[Task to complete] Please count the lines in the records below that contain the string "with". Give only the number.

------------------------------

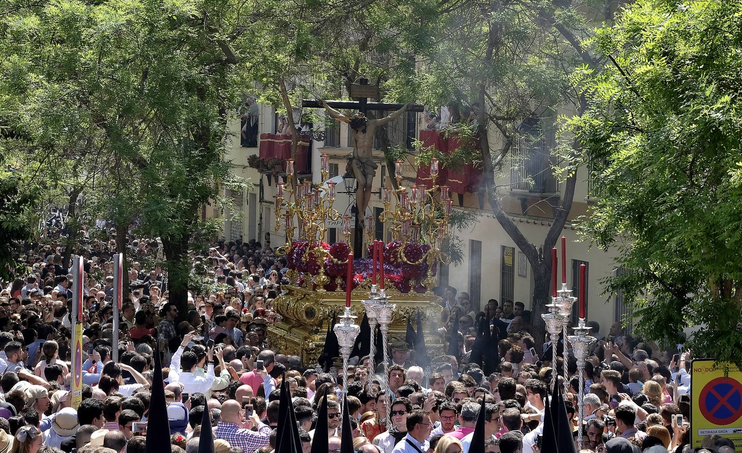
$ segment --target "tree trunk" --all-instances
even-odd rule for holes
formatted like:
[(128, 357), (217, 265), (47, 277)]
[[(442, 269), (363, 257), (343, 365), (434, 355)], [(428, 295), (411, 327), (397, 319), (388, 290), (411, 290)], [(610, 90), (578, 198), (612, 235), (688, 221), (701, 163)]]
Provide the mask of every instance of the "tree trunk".
[(546, 325), (541, 315), (546, 313), (546, 305), (551, 302), (549, 288), (551, 282), (551, 264), (547, 259), (542, 259), (542, 265), (531, 267), (533, 271), (533, 298), (531, 308), (531, 334), (536, 340), (536, 344), (542, 345), (545, 341)]
[(188, 256), (188, 237), (162, 237), (165, 267), (168, 269), (168, 300), (178, 308), (177, 321), (188, 318), (188, 277), (191, 269)]
[(62, 267), (65, 269), (69, 269), (71, 265), (70, 260), (72, 258), (74, 245), (77, 243), (77, 234), (80, 225), (75, 216), (77, 215), (77, 199), (79, 198), (82, 192), (82, 186), (73, 189), (70, 194), (70, 199), (68, 201), (68, 212), (72, 225), (70, 225), (71, 228), (69, 229), (70, 235), (67, 239), (67, 245), (65, 247), (65, 254), (62, 257)]

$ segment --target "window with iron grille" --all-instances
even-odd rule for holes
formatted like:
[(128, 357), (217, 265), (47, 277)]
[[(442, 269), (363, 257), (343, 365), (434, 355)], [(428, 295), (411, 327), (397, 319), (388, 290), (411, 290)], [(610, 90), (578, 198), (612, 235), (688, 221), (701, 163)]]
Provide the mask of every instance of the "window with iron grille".
[[(580, 261), (580, 259), (572, 260), (572, 296), (574, 297), (580, 297), (580, 265), (585, 265), (585, 317), (588, 317), (588, 307), (590, 304), (588, 303), (589, 300), (588, 291), (590, 285), (588, 282), (590, 281), (590, 264), (587, 261)], [(557, 288), (561, 288), (561, 283), (557, 282)], [(580, 316), (580, 309), (577, 308), (577, 304), (572, 308), (572, 324), (574, 325), (577, 325), (577, 317)]]
[(438, 285), (448, 286), (448, 265), (438, 262)]
[(500, 303), (514, 302), (515, 248), (502, 245), (502, 263), (500, 265)]
[(380, 240), (384, 240), (384, 223), (378, 221), (379, 217), (381, 216), (381, 213), (384, 212), (383, 208), (374, 208), (373, 215), (374, 215), (374, 239), (378, 239)]
[(379, 168), (379, 174), (381, 177), (381, 186), (378, 191), (378, 198), (381, 199), (381, 194), (384, 193), (384, 188), (387, 187), (387, 165), (381, 165)]
[[(616, 268), (614, 271), (614, 275), (615, 277), (621, 277), (628, 272), (628, 271), (627, 271), (623, 266), (621, 266)], [(634, 320), (628, 313), (628, 307), (626, 305), (624, 300), (623, 290), (619, 288), (619, 290), (617, 291), (616, 294), (614, 295), (615, 307), (614, 308), (614, 314), (613, 320), (614, 322), (619, 321), (622, 325), (626, 323), (626, 326), (624, 328), (624, 331), (627, 335), (630, 335), (631, 334), (631, 328), (634, 327)]]
[(473, 239), (469, 239), (469, 295), (472, 306), (479, 308), (482, 297), (482, 241)]
[(327, 115), (325, 122), (325, 146), (340, 146), (340, 122)]
[(542, 119), (533, 116), (518, 128), (510, 160), (510, 189), (535, 193), (557, 190)]
[[(376, 118), (388, 116), (390, 111), (375, 110), (373, 114)], [(387, 137), (389, 139), (389, 147), (404, 146), (413, 151), (413, 143), (417, 138), (417, 113), (405, 112), (398, 118), (386, 124)], [(381, 143), (374, 138), (373, 146), (375, 149), (381, 148)]]
[(229, 219), (229, 240), (239, 241), (242, 239), (242, 231), (244, 226), (245, 214), (242, 212), (242, 191), (230, 191), (232, 192), (232, 209)]

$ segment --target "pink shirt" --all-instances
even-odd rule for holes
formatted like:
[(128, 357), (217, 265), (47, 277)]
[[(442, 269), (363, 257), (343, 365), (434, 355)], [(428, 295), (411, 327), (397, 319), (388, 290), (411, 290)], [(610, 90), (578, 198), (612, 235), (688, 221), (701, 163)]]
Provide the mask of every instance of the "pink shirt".
[[(275, 386), (276, 380), (272, 377), (271, 380), (273, 381), (273, 386)], [(248, 371), (240, 377), (240, 382), (249, 386), (252, 388), (253, 393), (257, 395), (257, 388), (263, 385), (263, 378), (260, 377), (260, 373)], [(268, 398), (268, 395), (266, 395), (266, 398)]]
[(447, 433), (446, 435), (451, 436), (452, 437), (456, 437), (456, 439), (461, 440), (464, 437), (467, 436), (468, 434), (470, 434), (473, 432), (474, 432), (473, 428), (463, 428), (462, 426), (459, 426), (456, 428), (456, 431), (454, 431), (453, 432)]

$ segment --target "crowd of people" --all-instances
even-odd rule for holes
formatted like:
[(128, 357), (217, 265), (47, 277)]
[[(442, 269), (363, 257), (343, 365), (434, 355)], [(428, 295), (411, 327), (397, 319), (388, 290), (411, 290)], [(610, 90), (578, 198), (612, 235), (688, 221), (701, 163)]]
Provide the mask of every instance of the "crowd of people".
[[(323, 368), (272, 347), (268, 327), (280, 319), (273, 304), (288, 284), (286, 262), (254, 241), (214, 242), (193, 257), (213, 285), (191, 291), (181, 316), (158, 265), (161, 245), (129, 237), (128, 291), (112, 344), (115, 245), (113, 237), (83, 244), (85, 363), (76, 409), (70, 265), (50, 240), (25, 245), (25, 274), (0, 293), (0, 453), (144, 452), (158, 352), (174, 452), (198, 452), (205, 411), (216, 452), (273, 452), (283, 387), (303, 453), (326, 434), (329, 453), (341, 453), (345, 404), (358, 453), (469, 453), (482, 414), (487, 453), (551, 453), (542, 434), (553, 383), (565, 388), (574, 451), (580, 431), (580, 453), (692, 451), (690, 351), (632, 338), (620, 323), (605, 334), (590, 323), (599, 341), (584, 371), (580, 426), (576, 360), (565, 363), (558, 348), (531, 334), (521, 302), (490, 299), (480, 311), (466, 293), (438, 288), (443, 314), (430, 334), (456, 339), (447, 354), (423, 357), (396, 339), (389, 364), (372, 368), (371, 357), (356, 357), (344, 382), (332, 361)], [(496, 343), (496, 363), (480, 363), (474, 351), (482, 326)], [(327, 432), (317, 432), (325, 405), (320, 426)], [(735, 448), (716, 437), (704, 447)]]

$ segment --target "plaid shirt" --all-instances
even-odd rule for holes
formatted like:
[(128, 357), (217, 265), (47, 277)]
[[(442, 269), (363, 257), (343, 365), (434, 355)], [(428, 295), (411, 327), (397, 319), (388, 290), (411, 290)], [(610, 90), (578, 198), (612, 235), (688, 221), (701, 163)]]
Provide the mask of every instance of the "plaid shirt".
[(168, 318), (162, 319), (157, 326), (157, 340), (170, 341), (173, 337), (175, 337), (175, 324)]
[(237, 428), (234, 423), (219, 422), (214, 431), (214, 439), (223, 439), (234, 447), (240, 447), (245, 453), (252, 453), (257, 449), (268, 445), (271, 436), (271, 428), (260, 423), (257, 431), (250, 431), (245, 428)]

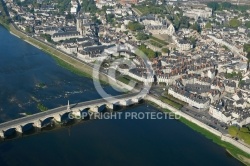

------------------------------

[Response for this exercise] 2